● Directive
Rewrite only the part of the listing from the line with "Would you mind pointing out the house" to the line with "(1009, 365)", replacing "house roof" with "rooftop" and leaving everything else unchanged.

● Stored records

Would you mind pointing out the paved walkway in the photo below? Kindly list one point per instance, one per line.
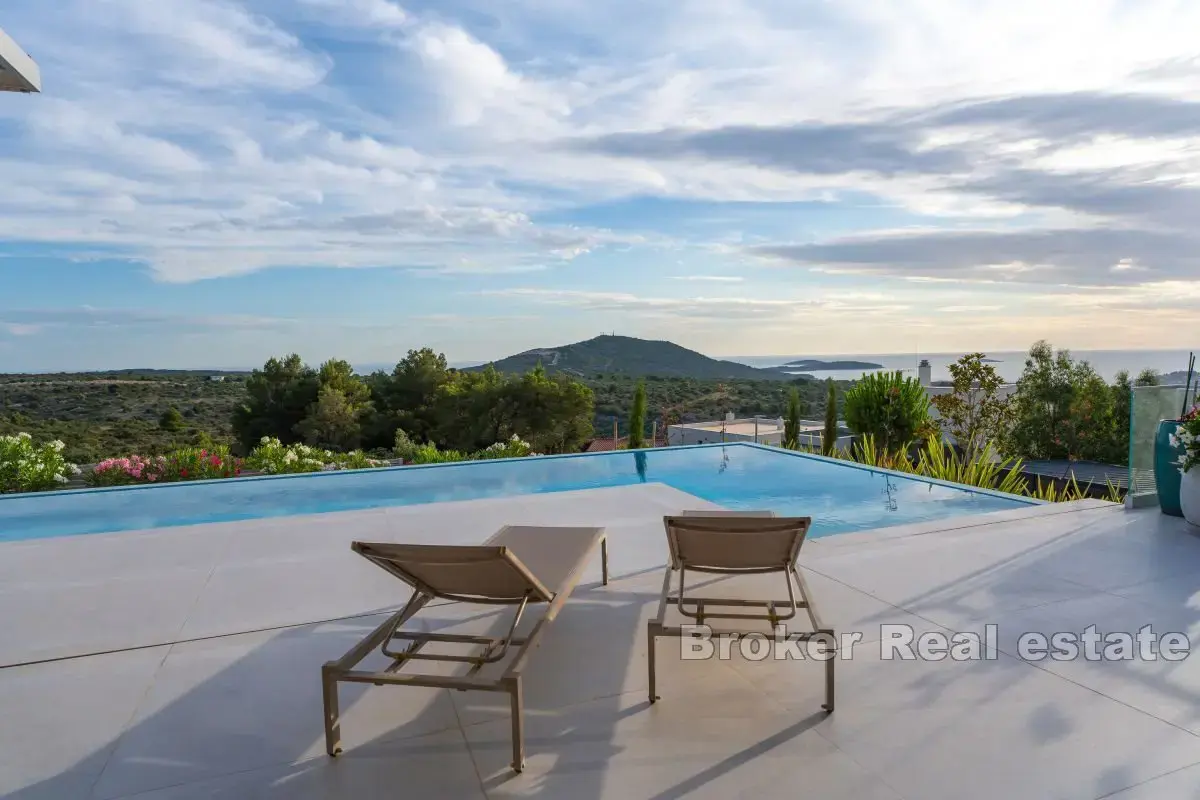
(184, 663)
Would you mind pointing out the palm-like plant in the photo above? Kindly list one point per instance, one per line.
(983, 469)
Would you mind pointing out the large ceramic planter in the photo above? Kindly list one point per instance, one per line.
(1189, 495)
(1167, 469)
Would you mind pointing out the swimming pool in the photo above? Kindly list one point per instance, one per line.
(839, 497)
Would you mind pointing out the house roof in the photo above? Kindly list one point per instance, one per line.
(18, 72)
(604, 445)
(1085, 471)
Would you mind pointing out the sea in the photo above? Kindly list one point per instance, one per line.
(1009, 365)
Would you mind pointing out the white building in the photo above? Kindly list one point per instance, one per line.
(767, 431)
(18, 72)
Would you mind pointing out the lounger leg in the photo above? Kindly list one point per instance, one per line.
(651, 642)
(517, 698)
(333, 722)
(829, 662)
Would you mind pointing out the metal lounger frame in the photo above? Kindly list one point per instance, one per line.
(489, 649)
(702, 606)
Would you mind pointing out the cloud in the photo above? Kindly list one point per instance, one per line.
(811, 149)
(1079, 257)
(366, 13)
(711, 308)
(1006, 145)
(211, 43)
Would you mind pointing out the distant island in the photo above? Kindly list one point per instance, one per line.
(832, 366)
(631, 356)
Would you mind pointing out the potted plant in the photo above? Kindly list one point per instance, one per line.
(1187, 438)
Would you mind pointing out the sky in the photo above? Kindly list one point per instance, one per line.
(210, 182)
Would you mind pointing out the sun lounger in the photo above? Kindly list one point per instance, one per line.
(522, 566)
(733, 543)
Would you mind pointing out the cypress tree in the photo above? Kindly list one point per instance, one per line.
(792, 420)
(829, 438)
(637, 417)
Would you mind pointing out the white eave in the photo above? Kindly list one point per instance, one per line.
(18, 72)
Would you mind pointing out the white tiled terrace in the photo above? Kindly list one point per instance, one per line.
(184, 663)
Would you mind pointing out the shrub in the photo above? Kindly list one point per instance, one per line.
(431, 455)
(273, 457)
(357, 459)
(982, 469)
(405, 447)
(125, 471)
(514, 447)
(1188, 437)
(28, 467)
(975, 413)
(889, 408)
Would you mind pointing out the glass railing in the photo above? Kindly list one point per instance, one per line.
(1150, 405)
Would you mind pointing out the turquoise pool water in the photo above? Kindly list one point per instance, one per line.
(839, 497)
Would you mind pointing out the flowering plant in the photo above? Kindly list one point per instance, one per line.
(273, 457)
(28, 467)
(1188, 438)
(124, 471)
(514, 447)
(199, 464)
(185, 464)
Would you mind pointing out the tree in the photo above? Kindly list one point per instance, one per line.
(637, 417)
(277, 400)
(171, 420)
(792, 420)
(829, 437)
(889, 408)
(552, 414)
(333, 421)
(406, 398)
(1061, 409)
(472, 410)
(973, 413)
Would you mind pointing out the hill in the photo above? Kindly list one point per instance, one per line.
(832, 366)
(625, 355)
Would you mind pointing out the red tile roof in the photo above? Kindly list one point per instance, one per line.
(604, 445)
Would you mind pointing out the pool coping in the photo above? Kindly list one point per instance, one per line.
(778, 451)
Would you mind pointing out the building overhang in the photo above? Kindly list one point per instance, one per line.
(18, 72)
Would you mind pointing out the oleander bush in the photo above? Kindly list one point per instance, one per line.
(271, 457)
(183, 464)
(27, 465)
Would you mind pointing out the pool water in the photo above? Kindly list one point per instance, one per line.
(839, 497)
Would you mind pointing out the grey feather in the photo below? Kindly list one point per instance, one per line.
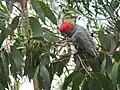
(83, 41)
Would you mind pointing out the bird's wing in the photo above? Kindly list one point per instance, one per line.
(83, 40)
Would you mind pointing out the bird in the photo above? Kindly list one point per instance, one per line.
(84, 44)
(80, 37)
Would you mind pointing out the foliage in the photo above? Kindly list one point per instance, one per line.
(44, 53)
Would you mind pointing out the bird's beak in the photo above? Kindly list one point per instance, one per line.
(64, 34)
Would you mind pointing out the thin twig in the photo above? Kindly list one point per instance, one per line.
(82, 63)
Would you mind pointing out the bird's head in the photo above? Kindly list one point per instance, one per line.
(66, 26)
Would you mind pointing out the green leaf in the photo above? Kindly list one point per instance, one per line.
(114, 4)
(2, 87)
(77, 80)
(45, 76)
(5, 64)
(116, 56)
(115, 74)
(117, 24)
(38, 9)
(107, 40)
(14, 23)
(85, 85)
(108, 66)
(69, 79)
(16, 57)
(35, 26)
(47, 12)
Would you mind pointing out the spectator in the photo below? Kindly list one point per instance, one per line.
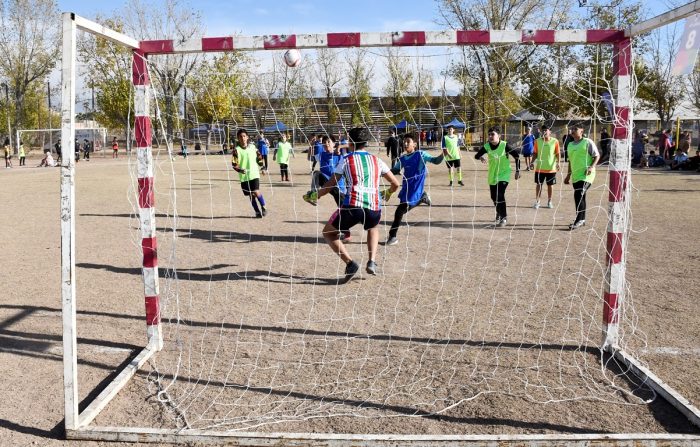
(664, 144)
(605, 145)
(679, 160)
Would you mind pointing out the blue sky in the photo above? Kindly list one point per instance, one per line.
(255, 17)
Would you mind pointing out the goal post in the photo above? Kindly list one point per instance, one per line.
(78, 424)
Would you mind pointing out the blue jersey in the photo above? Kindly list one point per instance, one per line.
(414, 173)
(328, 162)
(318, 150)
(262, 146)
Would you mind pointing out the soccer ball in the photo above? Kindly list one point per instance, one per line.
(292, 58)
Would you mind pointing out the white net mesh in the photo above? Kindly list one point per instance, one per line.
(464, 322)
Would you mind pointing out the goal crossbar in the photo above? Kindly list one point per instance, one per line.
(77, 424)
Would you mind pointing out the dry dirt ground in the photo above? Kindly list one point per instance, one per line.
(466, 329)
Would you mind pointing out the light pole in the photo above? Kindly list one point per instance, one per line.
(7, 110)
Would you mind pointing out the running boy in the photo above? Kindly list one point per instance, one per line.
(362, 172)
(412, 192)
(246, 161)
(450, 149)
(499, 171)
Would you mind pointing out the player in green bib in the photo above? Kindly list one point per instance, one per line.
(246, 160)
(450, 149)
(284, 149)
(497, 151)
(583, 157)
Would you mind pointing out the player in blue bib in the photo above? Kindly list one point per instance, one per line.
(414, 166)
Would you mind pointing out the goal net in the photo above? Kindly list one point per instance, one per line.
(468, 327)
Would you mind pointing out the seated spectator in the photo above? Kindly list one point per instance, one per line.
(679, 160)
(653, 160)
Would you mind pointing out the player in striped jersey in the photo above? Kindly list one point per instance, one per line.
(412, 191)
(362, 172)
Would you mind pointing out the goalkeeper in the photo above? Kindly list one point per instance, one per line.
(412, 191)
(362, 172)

--

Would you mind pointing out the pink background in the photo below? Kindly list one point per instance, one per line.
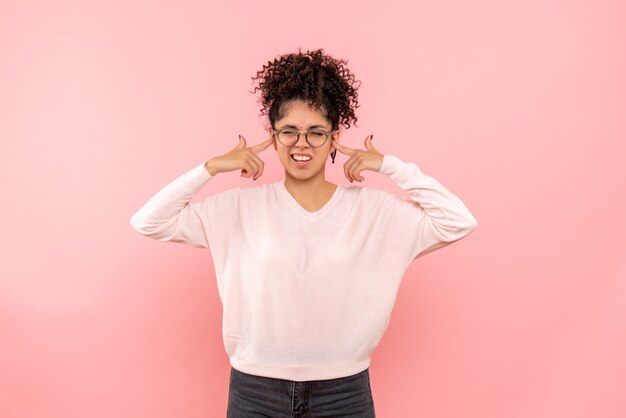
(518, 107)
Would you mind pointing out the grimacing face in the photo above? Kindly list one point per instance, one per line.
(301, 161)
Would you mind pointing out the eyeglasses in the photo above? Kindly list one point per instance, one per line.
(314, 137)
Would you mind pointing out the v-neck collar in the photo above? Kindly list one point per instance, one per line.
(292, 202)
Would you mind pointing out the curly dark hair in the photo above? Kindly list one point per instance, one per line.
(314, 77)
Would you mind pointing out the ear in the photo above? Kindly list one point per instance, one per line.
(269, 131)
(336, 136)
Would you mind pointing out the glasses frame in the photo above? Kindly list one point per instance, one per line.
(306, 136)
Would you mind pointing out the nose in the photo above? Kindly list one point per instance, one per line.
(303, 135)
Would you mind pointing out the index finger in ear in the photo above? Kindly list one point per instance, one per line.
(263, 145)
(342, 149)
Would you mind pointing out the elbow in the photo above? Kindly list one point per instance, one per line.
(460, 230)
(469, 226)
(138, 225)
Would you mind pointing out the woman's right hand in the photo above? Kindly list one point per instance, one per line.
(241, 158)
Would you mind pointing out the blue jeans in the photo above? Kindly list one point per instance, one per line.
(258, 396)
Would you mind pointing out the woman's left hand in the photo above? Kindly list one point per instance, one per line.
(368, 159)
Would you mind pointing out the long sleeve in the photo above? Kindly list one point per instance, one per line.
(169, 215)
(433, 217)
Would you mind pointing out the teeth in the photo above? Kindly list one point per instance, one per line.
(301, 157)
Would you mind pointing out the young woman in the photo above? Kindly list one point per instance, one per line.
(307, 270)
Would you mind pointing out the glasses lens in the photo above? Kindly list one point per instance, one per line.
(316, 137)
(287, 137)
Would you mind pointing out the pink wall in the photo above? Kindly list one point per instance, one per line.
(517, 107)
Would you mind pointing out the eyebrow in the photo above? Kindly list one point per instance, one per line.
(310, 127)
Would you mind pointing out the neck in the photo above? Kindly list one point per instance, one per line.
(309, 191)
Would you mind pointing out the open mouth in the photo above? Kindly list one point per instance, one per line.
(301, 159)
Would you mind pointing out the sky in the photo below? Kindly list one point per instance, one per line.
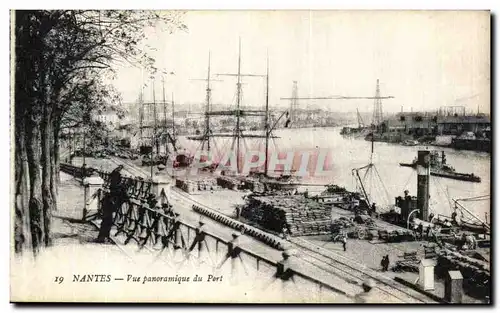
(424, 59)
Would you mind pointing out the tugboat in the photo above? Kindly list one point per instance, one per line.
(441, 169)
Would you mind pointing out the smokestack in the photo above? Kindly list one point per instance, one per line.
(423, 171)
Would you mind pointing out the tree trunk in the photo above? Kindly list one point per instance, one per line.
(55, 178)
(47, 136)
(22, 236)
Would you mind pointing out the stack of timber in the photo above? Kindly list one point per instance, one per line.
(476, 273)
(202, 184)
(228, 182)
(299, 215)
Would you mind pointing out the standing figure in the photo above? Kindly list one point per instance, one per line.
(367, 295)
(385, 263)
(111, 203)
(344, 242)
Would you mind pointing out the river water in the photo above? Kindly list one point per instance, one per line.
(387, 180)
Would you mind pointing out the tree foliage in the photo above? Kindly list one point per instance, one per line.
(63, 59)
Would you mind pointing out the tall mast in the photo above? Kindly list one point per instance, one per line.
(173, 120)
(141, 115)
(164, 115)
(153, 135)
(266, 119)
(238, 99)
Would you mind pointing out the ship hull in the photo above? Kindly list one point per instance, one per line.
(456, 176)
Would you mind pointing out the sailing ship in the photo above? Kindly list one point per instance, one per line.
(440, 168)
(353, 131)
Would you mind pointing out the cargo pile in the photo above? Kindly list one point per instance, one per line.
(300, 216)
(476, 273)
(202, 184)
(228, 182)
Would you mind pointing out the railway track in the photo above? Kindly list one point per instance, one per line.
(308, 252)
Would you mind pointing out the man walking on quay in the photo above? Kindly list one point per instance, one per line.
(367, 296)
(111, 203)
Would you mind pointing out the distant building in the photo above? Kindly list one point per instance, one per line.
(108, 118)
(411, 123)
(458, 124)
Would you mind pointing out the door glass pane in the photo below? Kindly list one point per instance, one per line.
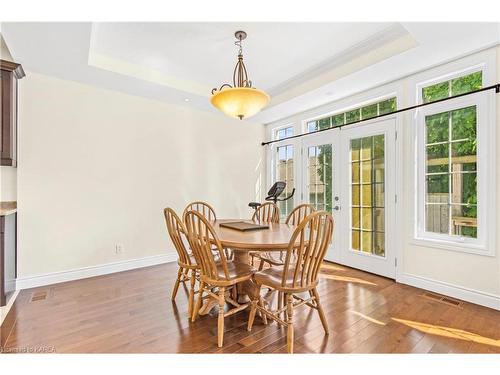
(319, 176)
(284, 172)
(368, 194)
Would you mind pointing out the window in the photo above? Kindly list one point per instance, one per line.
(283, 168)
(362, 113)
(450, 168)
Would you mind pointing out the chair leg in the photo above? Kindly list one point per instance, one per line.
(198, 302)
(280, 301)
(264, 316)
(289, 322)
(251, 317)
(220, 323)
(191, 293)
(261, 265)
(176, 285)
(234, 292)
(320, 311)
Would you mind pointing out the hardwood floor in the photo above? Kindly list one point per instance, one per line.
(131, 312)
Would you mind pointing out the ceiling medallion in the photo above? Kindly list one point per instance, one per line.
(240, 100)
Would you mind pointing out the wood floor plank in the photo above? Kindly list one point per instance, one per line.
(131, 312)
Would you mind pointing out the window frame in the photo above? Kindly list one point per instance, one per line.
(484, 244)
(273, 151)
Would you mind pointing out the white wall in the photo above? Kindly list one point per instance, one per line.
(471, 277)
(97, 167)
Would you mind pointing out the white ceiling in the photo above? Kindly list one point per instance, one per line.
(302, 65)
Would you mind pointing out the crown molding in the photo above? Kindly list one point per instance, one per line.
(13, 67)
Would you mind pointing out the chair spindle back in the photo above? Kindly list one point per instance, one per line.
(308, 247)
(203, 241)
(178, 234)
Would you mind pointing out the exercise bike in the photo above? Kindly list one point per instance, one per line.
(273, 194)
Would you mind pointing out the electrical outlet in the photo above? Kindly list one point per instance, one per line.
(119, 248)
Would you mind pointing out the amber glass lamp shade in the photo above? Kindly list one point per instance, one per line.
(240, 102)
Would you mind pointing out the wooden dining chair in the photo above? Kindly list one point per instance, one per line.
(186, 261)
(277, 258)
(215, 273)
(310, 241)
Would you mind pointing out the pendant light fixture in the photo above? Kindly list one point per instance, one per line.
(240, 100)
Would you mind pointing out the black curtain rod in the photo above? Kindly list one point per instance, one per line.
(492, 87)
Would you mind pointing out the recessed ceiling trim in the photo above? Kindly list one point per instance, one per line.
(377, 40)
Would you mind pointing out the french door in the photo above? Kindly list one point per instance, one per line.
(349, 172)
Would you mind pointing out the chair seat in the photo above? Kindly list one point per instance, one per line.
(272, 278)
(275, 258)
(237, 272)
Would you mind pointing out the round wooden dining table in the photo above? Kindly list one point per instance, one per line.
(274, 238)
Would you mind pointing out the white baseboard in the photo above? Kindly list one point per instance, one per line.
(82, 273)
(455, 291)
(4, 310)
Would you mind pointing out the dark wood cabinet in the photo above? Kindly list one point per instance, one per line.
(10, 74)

* * *

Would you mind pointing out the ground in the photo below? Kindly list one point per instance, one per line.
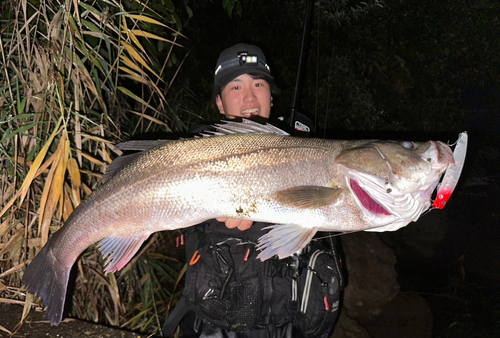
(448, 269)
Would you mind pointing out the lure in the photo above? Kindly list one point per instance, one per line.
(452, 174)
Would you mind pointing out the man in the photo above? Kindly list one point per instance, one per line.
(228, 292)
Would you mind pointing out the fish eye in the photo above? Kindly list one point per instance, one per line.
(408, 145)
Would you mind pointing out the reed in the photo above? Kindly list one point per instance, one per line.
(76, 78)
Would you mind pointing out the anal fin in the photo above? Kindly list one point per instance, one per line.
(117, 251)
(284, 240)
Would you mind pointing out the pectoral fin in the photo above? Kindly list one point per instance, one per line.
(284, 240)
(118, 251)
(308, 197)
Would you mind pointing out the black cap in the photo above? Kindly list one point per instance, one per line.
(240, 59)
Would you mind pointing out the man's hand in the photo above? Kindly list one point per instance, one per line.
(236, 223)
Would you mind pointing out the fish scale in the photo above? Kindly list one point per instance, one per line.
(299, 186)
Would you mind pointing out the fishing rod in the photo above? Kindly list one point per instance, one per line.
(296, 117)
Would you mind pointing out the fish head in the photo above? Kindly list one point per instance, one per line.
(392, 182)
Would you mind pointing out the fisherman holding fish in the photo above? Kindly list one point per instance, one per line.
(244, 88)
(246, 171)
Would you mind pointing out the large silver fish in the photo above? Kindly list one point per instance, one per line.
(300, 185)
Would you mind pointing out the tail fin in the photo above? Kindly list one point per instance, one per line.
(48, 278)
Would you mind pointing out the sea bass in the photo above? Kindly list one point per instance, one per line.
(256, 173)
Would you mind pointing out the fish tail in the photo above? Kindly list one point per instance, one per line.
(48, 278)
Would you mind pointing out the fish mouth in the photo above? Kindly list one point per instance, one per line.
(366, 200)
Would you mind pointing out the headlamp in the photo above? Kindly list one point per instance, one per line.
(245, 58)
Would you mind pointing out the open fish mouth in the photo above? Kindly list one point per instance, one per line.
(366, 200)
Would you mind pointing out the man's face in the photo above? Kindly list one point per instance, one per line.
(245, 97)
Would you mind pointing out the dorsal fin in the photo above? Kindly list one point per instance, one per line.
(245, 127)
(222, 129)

● Worked answer
Would you mind pointing out the rooftop in the photo above? Kindly list one point per instance, one per line.
(18, 72)
(604, 445)
(1085, 471)
Would you mind pointing out the sea in the photo above? Kindly list one point per instance, one per line.
(1009, 365)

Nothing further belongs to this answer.